--- Exercise details ---
From the entries below, gather each line containing the word "overcast".
═══ Supplied information ═══
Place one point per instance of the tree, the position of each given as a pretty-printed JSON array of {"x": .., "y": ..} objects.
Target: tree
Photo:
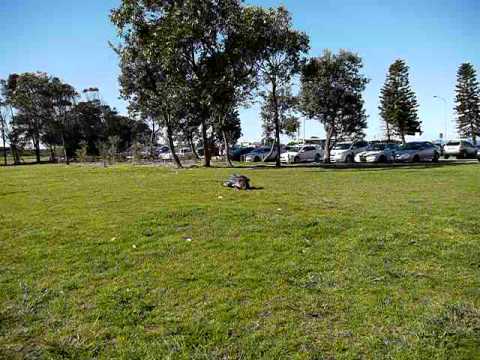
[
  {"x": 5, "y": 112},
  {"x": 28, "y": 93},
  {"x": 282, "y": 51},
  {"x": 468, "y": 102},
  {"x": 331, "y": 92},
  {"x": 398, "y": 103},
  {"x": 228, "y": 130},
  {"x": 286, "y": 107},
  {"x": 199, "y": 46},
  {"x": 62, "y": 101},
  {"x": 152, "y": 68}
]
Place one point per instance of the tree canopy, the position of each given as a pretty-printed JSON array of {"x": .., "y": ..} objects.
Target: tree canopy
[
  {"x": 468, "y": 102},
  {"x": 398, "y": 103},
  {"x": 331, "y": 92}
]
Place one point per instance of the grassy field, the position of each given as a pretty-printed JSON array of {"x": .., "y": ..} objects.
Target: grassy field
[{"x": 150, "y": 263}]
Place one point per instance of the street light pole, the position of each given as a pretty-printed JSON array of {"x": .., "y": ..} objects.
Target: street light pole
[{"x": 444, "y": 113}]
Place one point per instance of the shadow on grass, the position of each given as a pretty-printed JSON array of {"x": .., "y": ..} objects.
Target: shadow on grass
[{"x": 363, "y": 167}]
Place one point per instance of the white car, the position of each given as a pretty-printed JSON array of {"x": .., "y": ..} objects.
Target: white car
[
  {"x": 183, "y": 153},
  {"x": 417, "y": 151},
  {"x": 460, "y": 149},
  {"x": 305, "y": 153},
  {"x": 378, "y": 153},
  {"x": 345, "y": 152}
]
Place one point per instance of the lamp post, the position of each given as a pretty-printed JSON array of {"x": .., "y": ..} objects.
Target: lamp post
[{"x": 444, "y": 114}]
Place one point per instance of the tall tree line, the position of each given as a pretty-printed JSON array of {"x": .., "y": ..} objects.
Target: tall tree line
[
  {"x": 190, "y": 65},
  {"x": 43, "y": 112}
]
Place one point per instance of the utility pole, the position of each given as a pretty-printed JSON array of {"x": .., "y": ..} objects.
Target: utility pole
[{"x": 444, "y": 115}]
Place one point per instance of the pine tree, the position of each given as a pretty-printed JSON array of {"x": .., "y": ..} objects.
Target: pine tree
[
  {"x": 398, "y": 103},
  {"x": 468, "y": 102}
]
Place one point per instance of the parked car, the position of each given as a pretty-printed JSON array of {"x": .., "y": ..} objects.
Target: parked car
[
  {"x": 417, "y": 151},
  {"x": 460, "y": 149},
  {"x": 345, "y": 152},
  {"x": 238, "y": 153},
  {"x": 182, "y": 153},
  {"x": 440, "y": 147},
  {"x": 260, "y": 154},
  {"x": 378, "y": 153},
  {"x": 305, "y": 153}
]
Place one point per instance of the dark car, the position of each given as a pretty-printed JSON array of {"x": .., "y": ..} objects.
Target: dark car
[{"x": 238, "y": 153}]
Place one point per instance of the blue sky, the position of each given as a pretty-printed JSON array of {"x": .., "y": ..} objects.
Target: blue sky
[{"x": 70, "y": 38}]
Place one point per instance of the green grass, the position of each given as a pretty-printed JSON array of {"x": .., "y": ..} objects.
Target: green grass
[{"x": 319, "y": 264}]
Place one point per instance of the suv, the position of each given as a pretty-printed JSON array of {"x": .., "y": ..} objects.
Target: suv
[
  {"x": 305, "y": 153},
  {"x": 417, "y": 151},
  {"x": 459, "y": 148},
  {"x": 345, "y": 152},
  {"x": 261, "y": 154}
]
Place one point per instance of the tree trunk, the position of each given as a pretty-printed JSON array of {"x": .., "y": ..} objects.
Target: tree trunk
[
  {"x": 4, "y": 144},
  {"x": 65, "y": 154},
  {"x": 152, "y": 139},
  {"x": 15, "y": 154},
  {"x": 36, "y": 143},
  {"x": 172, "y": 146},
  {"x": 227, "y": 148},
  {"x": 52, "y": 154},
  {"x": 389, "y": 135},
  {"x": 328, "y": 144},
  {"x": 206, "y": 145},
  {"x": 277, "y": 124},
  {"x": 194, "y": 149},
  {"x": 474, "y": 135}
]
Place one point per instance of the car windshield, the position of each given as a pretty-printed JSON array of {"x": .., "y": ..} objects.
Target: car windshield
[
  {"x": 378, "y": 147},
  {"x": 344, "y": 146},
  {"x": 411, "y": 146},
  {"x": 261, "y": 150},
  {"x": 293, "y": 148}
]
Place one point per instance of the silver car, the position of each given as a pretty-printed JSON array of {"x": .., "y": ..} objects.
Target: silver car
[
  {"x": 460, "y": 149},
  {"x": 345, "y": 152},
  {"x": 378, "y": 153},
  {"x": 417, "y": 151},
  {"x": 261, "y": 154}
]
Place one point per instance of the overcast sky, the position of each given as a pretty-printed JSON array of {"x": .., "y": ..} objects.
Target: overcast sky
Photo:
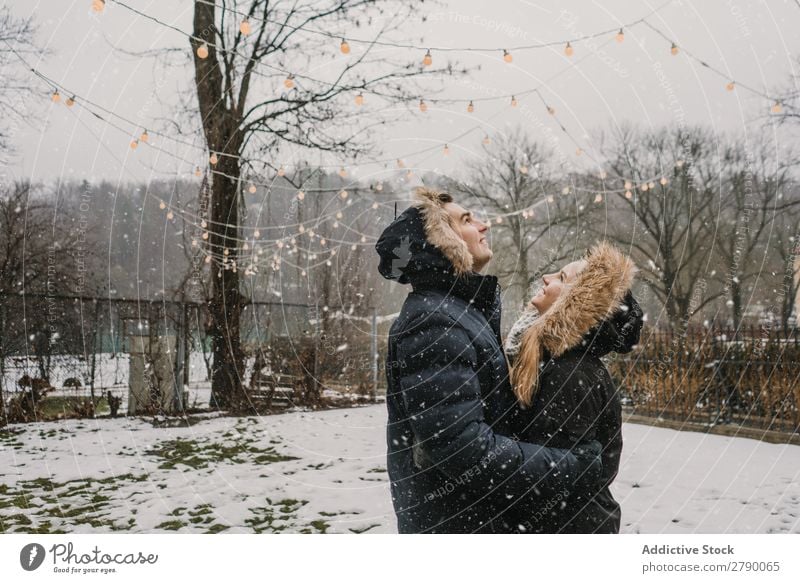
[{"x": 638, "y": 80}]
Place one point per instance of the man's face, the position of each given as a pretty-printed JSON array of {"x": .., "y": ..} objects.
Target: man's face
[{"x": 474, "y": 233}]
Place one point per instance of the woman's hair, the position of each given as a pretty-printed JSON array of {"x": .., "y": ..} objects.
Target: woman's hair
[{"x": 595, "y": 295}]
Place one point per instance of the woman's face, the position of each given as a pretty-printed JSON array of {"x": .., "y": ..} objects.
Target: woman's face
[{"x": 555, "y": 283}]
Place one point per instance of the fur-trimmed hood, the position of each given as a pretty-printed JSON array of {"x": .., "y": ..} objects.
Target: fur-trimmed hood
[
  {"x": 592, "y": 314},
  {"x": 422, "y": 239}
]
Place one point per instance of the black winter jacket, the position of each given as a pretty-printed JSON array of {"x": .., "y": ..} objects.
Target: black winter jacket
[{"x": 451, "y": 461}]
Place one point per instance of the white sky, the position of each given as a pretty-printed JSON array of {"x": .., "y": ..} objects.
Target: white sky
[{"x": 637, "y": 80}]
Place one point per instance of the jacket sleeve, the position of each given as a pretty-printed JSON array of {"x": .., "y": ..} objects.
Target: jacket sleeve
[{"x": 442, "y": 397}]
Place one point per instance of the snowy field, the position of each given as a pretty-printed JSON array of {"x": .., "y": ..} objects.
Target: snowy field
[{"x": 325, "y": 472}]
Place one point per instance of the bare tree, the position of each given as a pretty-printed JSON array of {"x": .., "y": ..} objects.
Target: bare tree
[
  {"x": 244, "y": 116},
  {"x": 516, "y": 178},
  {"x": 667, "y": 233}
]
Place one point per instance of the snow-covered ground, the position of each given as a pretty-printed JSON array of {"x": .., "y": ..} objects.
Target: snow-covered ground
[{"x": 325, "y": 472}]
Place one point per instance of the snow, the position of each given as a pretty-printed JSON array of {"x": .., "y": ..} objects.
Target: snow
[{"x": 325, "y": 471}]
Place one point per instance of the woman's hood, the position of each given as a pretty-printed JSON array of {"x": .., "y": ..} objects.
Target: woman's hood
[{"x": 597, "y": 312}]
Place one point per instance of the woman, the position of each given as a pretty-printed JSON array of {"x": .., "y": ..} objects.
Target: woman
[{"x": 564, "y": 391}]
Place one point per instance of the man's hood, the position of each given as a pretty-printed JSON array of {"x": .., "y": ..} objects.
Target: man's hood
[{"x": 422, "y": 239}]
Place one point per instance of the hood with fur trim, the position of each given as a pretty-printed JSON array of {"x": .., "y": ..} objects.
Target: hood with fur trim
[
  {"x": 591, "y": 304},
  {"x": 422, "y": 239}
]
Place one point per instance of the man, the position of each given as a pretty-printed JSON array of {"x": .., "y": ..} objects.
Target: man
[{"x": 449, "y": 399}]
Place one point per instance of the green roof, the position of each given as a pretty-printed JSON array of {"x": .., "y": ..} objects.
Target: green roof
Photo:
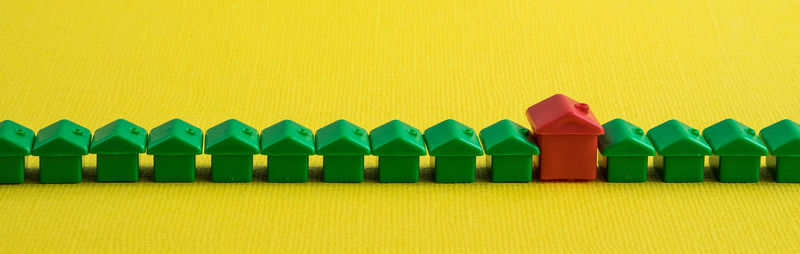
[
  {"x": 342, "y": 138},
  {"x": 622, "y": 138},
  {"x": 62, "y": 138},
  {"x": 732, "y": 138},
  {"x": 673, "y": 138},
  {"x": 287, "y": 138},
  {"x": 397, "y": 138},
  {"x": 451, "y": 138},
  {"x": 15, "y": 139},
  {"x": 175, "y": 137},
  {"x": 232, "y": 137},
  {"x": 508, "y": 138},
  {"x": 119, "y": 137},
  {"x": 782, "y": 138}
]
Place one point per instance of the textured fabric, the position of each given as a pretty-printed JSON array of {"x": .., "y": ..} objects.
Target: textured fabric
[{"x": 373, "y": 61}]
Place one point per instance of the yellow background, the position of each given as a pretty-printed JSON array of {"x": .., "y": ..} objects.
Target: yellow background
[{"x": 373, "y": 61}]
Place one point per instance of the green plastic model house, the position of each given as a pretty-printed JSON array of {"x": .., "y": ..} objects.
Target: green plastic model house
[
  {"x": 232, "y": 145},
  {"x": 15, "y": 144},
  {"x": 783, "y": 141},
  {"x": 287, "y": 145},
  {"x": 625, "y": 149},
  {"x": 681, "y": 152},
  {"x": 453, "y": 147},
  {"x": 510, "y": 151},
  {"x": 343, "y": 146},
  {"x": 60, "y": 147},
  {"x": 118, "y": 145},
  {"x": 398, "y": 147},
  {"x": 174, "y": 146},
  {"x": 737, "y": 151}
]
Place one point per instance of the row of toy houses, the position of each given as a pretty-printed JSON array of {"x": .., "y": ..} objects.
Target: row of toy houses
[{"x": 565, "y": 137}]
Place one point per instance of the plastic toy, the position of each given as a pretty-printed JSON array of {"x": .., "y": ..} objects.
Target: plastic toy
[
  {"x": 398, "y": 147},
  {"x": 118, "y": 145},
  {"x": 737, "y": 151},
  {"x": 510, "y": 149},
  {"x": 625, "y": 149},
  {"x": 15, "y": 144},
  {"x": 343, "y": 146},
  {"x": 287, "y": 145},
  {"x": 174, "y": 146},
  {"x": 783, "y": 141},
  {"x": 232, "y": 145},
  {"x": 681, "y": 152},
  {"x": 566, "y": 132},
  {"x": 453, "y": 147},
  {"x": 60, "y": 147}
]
═══
--- Written solution ---
Place one point per instance of the overcast sky, the position of each given as a pretty-printed JSON array of {"x": .., "y": ..} objects.
Target: overcast sky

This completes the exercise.